## Begin SOURCE EXTRACT

In [1]:
import pandas as pd
from sqlalchemy import create_engine

import plotly
import plotly.graph_objs as go

import json

from nltk.stem import WordNetLemmatizer
from nltk.tokenize import word_tokenize

In [2]:
database_filepath = 'DisasterResponse.db'

In [3]:
# Create the engine
engine = create_engine(f"sqlite:///{database_filepath}")
# Load the data in a pandas Dataframe
df = pd.read_sql_table("disaster_messages", engine)

In [4]:
def get_graph_json(graph):
    return json.dumps(graph, cls=plotly.utils.PlotlyJSONEncoder)

# Example already in script

In [5]:
genre_counts = df.groupby('genre').count()['message']
genre_names = list(genre_counts.index)

genre_counts_graph = {
    'data': [
        go.Bar(
            x=genre_names,
            y=genre_counts
        )
    ],

    'layout': {
        'title': {
            'text': 'Distribution of Message Genres'
        },
        'yaxis': {
            'title': {
                'text': "Count"
            }
        },
        'xaxis': {
            'title': {
                'text': "Genre"
            }
        }
    }
}

plotly.io.from_json( get_graph_json(genre_counts_graph) )

# Counts per Message Category

In [6]:
msg_categories = df.columns[4:]

msg_category_cols = df.columns[4:]
cat_count = df[msg_category_cols].sum().sort_values(ascending=False).head(10)
msg_category_display = [ cn.replace("_", " ").capitalize() for cn in cat_count.index ]

cat_counts_graph = {
    'data': [
        go.Bar(
            x=msg_category_display,
            y=cat_count
        )
    ],

    'layout': {
        'title': {
            'text': 'Count of Messages by Category'
        },
        'yaxis': {
            'title': {
                'text': "Count"
            }
        },
        'xaxis': {
            'title': {
                'text': "Message Category"
            }
        }
    }
}

plotly.io.from_json( get_graph_json(cat_counts_graph) )

# Counts of translated message - Bar

In [7]:
# df['diff_lang'] = df['message'] != df['original']
df['diff_lang'] = df.apply( lambda row: 'Translated' if row['message'] != row['original'] else "English", axis=1 )
diff_lang_count = df.groupby('diff_lang').count()['message'].reset_index().rename(columns={'message': 'count'})

display(diff_lang_count)

diff_lang_graph = {
    'data': [
        go.Bar(
            x=diff_lang_count['diff_lang'],
            y=diff_lang_count['count']
        )
    ],

    'layout': {
        'title': {
            'text': 'Count of Messages Not in English'
        },
        'yaxis': {
            'title': {
                'text': "Count"
            }
        },
        'xaxis': {
            'title': {
                'text': "Translation"

## End SOURCE EXTRACT

▶ _WORK TO DO_
• A. Copy a passage from the disaster response notebook word for word, beginning at "plotly.io.from_json( get_graph_json(cat_counts_graph) )" and ending after "display(diff_lang_count)".
• B. Write the next lines of the disaster response notebook code, picking up right after its last line.

## Begin GIVEN MATERIAL

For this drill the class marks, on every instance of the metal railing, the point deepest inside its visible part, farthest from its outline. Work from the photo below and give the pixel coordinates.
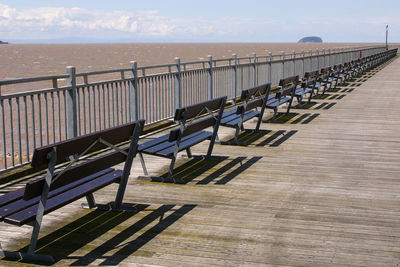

## End GIVEN MATERIAL

▶ _RESPONSES TO THE EXERCISE_
• A.
plotly.io.from_json( get_graph_json(cat_counts_graph) )

# Counts of translated message - Bar

In [7]:
# df['diff_lang'] = df['message'] != df['original']
df['diff_lang'] = df.apply( lambda row: 'Translated' if row['message'] != row['original'] else "English", axis=1 )
diff_lang_count = df.groupby('diff_lang').count()['message'].reset_index().rename(columns={'message': 'count'})

display(diff_lang_count)

• B.
            }
        }
    }
}

plotly.io.from_json( get_graph_json(diff_lang_graph) )

Unnamed: 0,diff_lang,count
0,English,27
1,Translated,26188


# Count of translated messages - Pie

In [8]:
df['diff_lang'] = df.apply( lambda row: 'Translated' if row['message'] != row['original'] else "English", axis=1 )
diff_lang_count = df.groupby('diff_lang').count()['message'].reset_index().rename(columns={'message': 'count'})

diff_lang_graph = {
    'data': [
        go.Pie(
            labels=diff_lang_count['diff_lang'], values=diff_lang_count['count']
        )
    ],

    'layout': {
        'title': {
            'text': 'Count of Messages Not in English'
        }
    }
}

plotly.io.from_json( get_graph_json(diff_lang_graph) )

# Counts of words per message - Pie chart

In [9]:
def tokenize(text):
    tokens = word_tokenize(text)
    lemmatizer = WordNetLemmatizer()

    clean_tokens = []
    for tok in tokens:
        clean_tok = lemmatizer.lemmatize(tok).lower().strip()
        clean_tokens.append(clean_tok)

    return clean_tokens

In [10]:
word_count = df['message'].apply( lambda msg: len(tokenize(msg)) ).rename('word_count').reset_index(drop=True)
word_count_bins = pd.cut(word_count, bins=[0, 10, 20, 30, 40, 50, 60, 70, 80, 90, 100, float('inf')], labels=['0-10', '10-20', '20-30', '30-40', '40-50', '50-60', '60-70', '70-80', '80-90', '90-100', '100+'])
count_per_bin = word_count_bins.value_counts().sort_index().reset_index().rename(columns={'word_count': 'bins'})
display( count_per_bin )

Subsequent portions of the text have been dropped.